→ AANGELEVERDE TEKST:
--

ECLI:NL:CRVB:2017:3317
Centrale Raad van Beroep
- Hoger beroep
- A. Stehouwer
- Rechtspraak.nl
Beoordeling van de gezamenlijke huishouding in het kader van bijstandsverlening
In deze zaak heeft appellant hoger beroep ingesteld tegen de uitspraak van de rechtbank Amsterdam, die zijn beroep tegen de afwijzing van zijn aanvraag om bijstand op grond van de Participatiewet (PW) ongegrond heeft verklaard. Appellant had op 10 september 2015 een aanvraag ingediend voor bijstand naar de norm voor een alleenstaande, waarbij hij aangaf inwonend te zijn bij [naam X]. Na een onderzoek door de gemeente Amsterdam, waarin onder andere een huisbezoek en een verklaring van appellant zijn opgenomen, concludeerde het college dat appellant een gezamenlijke huishouding voerde met [X]. Dit leidde tot de afwijzing van zijn aanvraag.

--

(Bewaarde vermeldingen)
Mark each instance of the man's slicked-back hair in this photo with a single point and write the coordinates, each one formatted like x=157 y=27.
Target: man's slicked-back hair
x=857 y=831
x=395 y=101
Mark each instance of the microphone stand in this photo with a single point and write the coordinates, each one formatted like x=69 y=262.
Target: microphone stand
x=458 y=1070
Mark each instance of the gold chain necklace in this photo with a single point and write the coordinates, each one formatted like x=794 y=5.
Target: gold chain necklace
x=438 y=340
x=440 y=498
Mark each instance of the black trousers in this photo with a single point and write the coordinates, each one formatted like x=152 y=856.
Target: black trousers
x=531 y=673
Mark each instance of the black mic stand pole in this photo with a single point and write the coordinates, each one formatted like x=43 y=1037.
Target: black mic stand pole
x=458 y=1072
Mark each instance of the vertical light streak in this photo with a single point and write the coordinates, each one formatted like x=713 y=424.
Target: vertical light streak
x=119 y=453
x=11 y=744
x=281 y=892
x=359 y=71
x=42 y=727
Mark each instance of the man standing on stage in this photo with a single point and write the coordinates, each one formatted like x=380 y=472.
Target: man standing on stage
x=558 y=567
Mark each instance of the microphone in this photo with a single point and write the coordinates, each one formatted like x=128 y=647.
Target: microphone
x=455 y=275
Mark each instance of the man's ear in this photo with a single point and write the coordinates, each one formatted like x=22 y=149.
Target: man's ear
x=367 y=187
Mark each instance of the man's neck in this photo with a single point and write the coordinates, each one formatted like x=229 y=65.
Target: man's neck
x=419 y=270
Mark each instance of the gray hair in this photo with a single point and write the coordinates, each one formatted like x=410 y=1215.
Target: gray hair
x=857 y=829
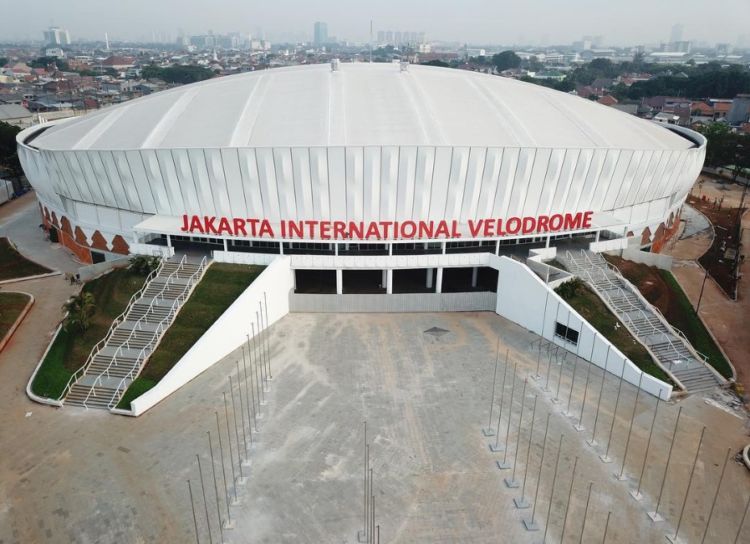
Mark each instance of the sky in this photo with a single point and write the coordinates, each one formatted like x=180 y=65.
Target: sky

--

→ WAT JE MOET DOEN:
1 - Op welke datum diende appellant volgens de tekst over de bijstandszaak zijn aanvraag om bijstand in?
2 - Ga verder met de tekst over de bijstandszaak na de laatste zin die er staat.

→ ANTWOORDEN:
1 - Op 10 september 2015.

2 -
De Centrale Raad van Beroep heeft in zijn uitspraak van 26 september 2017 de feiten en omstandigheden rondom de gezamenlijke huishouding beoordeeld. De Raad stelde vast dat appellant en [X] gedurende de beoordelingsperiode hun hoofdverblijf in dezelfde woning hadden, wat het eerste criterium voor een gezamenlijke huishouding vervulde. Het tweede criterium, de wederzijdse zorg, werd ook als voldaan beschouwd. De Raad oordeelde dat de verklaring van appellant, waarin hij aangaf dat hij niets betaalde voor zijn verblijf en dat [X] hem hielp met onderdak, voldoende was om aan te nemen dat er sprake was van wederzijdse zorg.
Appellant voerde aan dat er geen financiële verstrengeling was en dat samen eten een sociale activiteit was, maar de Raad oordeelde dat het koken en afwassen wel degelijk als zorg kan worden aangemerkt. De Raad bevestigde de uitspraak van de rechtbank en oordeelde dat het hoger beroep niet slaagde. De uitspraak werd gedaan door A. Stehouwer, in tegenwoordigheid van griffier C.A.E. Bon, en werd openbaar uitgesproken op 26 september 2017.